**Rows from a pointing dataset**
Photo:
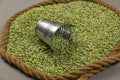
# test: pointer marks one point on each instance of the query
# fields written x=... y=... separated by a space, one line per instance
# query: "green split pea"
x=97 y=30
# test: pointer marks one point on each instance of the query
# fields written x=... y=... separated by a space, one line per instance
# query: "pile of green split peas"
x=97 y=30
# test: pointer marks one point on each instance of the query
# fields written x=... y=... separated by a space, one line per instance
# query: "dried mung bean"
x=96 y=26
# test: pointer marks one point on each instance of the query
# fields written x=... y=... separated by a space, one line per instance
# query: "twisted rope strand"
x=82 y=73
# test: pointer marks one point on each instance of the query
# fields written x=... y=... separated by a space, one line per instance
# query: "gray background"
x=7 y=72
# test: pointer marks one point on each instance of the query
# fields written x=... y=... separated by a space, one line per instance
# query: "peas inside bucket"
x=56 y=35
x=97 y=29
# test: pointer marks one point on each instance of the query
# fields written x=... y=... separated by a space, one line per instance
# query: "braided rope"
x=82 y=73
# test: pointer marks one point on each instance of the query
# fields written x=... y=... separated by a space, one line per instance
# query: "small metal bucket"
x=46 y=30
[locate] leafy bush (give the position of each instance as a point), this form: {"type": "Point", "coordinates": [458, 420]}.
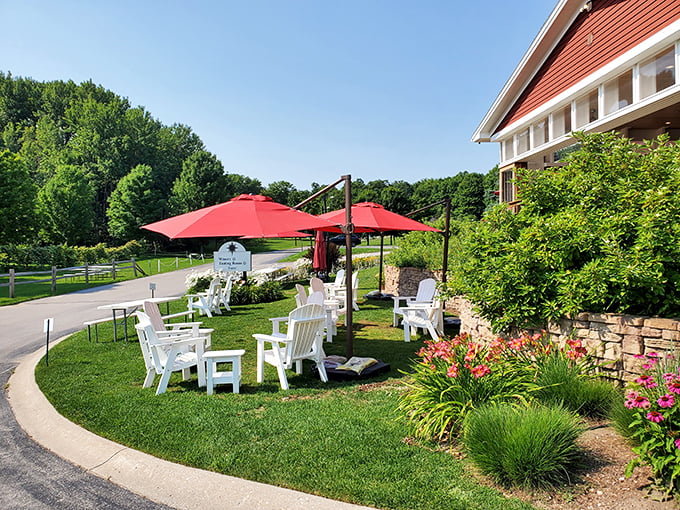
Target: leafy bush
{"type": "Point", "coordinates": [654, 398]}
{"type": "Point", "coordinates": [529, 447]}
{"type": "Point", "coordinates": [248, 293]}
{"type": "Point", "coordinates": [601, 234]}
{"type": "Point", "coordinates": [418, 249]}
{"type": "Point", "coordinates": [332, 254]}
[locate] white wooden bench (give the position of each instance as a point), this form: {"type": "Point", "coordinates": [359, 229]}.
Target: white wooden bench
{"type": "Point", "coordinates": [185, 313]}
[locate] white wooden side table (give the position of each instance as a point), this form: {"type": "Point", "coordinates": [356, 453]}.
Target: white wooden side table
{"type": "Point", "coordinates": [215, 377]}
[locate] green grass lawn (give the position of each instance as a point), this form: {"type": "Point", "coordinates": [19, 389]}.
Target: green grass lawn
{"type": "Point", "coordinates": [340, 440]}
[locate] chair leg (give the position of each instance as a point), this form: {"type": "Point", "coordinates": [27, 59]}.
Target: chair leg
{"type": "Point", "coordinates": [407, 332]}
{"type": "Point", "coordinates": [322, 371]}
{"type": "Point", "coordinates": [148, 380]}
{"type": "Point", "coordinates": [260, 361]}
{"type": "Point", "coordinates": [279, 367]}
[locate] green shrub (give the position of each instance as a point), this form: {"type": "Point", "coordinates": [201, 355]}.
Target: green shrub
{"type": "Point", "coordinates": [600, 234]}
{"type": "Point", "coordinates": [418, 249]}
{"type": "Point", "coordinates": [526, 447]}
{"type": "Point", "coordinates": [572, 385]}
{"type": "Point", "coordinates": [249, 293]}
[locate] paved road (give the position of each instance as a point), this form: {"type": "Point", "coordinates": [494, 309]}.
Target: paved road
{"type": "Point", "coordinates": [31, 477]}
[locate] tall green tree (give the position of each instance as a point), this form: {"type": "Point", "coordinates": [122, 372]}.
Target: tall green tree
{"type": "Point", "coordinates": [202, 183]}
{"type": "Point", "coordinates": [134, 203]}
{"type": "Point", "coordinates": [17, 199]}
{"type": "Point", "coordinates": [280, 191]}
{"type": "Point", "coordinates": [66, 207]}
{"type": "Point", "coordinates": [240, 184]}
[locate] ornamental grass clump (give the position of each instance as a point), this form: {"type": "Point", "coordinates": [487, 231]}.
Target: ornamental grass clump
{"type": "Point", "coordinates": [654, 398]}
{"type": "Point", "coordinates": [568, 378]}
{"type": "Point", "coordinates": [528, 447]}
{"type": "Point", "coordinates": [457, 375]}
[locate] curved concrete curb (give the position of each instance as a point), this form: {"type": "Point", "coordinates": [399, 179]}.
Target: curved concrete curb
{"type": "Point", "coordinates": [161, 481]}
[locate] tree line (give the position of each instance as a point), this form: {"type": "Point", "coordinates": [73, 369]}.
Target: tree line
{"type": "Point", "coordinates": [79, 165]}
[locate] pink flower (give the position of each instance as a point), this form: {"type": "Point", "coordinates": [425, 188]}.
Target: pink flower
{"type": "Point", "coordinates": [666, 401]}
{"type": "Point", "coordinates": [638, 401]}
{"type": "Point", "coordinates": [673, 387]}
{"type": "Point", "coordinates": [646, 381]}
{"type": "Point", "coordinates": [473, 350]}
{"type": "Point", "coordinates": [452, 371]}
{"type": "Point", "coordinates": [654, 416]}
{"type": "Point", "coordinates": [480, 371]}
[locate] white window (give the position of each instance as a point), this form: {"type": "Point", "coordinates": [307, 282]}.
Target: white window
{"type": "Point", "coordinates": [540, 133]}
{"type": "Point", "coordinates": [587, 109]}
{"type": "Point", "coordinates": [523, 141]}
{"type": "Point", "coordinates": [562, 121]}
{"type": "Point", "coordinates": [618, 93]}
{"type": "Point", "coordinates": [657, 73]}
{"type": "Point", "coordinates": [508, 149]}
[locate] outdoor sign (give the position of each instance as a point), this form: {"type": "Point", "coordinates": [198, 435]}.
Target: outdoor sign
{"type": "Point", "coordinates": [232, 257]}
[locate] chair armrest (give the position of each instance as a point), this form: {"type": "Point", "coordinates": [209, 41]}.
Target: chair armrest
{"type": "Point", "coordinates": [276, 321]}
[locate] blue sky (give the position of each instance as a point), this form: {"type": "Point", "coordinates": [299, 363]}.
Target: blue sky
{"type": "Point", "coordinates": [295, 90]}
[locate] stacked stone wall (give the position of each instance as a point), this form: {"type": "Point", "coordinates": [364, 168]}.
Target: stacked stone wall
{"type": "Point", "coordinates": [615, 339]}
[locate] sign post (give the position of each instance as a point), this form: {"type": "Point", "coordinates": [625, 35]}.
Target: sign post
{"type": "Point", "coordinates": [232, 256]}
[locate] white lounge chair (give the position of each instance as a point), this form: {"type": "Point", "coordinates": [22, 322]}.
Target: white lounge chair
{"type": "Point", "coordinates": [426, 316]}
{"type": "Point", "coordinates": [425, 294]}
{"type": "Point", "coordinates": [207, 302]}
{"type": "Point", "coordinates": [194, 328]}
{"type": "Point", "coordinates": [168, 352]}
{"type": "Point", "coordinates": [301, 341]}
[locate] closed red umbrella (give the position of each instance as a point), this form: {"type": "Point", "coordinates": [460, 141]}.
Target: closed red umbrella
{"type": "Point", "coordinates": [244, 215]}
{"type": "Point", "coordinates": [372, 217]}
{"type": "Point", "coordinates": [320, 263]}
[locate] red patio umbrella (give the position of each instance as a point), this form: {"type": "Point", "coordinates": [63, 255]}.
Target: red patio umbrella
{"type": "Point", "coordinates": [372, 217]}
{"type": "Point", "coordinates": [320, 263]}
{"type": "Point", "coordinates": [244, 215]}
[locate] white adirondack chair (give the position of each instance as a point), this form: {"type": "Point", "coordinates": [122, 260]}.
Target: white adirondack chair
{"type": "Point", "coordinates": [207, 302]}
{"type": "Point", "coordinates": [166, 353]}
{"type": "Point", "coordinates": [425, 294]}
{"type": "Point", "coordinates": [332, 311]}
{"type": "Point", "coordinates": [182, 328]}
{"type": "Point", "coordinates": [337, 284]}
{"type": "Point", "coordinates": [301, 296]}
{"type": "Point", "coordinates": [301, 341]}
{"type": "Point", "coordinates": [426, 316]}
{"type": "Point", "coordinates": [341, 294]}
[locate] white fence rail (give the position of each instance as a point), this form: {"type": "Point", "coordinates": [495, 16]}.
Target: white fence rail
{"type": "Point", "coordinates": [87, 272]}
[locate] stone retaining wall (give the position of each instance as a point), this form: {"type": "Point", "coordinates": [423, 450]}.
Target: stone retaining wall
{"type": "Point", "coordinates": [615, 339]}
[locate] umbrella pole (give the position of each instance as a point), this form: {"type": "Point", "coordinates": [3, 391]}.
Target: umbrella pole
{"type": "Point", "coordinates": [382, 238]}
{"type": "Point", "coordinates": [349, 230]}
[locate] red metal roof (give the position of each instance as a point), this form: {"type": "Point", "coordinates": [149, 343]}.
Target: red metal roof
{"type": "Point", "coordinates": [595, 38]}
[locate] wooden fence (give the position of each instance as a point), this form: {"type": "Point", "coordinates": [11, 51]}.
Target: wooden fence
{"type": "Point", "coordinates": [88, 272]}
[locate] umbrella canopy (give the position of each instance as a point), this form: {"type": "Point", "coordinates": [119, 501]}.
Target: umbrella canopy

**THE PROBLEM**
Give the part of the records that opens with the line containing "[locate] wooden fence" and runs through the end of the records as a JSON list of strings, one per line, leaving out blank lines.

**EXERCISE RESPONSE**
[
  "[locate] wooden fence (give the position of each instance as a point), this form: {\"type\": \"Point\", \"coordinates\": [11, 51]}.",
  "Target: wooden fence",
  "{\"type\": \"Point\", \"coordinates\": [88, 272]}",
  "[locate] umbrella canopy (give the position of each instance as a point), this form: {\"type\": \"Point\", \"coordinates\": [119, 501]}.",
  "Target: umbrella canopy"
]